====== TRECHO SELECIONADO
Pelo visto, como a minha nora residia com a família em um apartamento, a sua plantinha não era servida com a quantidade
de sol diário que ela necessitava, e estava por isso entrando em processo de
morte lenta. Essa foi a desculpa que ela me deu. Mas, a verdade mesmo, era que
ela queria me repassar uma ocupação que me tirasse do meu estado de lassidão,
pondo as minhas mãos em contato com a terra. O que é verdadeiro ainda, é que eu
consegui reabilitar a plantinha e logo ela estava vigorosa e florificando outra
vez. E ela, a minha nora, por conta disto, passou a me trazer toda semana um
jarro com uma rosa de uma variedade diferente. Ela até conseguiu me
levar a um sítio nas imediações da cidade para adquirir mais algumas dessas
plantas.
algumas espécies do meu jardim
Hoje tenho muitas delas no meu
jardim, cada uma mais bonita que a outra. E, pasmem, passei a comprar algumas outras
Rosas do Deserto que produzem flores diferentes das que tinha. E passei a
estudar bastante sobre o assunto também. quanto a isto, devo acrescentar que encontrei poucas referencias acadêmicas
sobre essa planta da família das suculentas.
Essa história me levou a recordar
uma passagem da minha vida de estudante de agronomia na Universidade Federal
Rural de Pernambuco. Certa vez, em tempos de matrícula das disciplinas para
aquele semestre, fui abordado por uma colega com uma proposta que considerei
estapafúrdia. Ele chegou com uma lista de nomes de alguns colegas, e me indagou
se eu não aceitava me matricular na disciplina de jardinagem. Tomei um susto,
pois tinha a convicção de que aquela era uma matéria mais afeita às mulheres, e
não para mim. E ele, sorrindo com a minha reação, e talvez com a minha
ignorância, contou-me a história verdadeira sobre o seu interesse pela
disciplina. Disse-me que fora ao Departamento de Horticultura à procura de uma
disciplina optativa para se matricular, e se deparou com a cadeira de
jardinagem na grade curricular. E como nunca tivesse ouvido falar que existisse
uma turma que cursasse essa matéria, falou para o funcionário que o atendeu
sobre o seu estranhamento. E ele então lhe respondeu que a disciplina era
ofertada sim pela universidade, só que nunca se formara nenhuma turma, apesar
de existir um professor contratado para dar aulas sobre a matéria. E isso tinha
uma explicação, ele continuou. Uma turma precisaria ter, pelo menos, doze ou
quinze alunos, não me recordo bem a quantidade necessária. E como existiam
pouquíssimas mulheres no curso de engenharia agronômica, nunca havia se formado
uma turma completa. O colega então lhe perguntou se o professor a que ele se
referia recebia salários para ministrar uma matéria que nunca havia tido uma só
aula. E recebeu como resposta um sim, e há muitos anos, tantos que ele não se
recordava desde quando esse professor recebia seus salários religiosamente.
============
====== EXTRATO DE DADOS
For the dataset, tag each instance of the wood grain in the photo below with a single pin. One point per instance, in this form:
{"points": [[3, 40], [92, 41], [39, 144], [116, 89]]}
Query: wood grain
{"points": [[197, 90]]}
============
# TAREFAS A CUMPRIR
a - Segundo o trecho, em que universidade se passou a vida de estudante de agronomia relembrada?
b - Transcreva do trecho a parte que vai de "algumas espécies do" até "família das suculentas.".
A listagem não é necessária para o que se pede.

# RESPOSTAS EM ORDEM
a - Na Universidade Federal Rural de Pernambuco.

b -
algumas espécies do meu jardim
Hoje tenho muitas delas no meu
jardim, cada uma mais bonita que a outra. E, pasmem, passei a comprar algumas outras
Rosas do Deserto que produzem flores diferentes das que tinha. E passei a
estudar bastante sobre o assunto também. quanto a isto, devo acrescentar que encontrei poucas referencias acadêmicas
sobre essa planta da família das suculentas.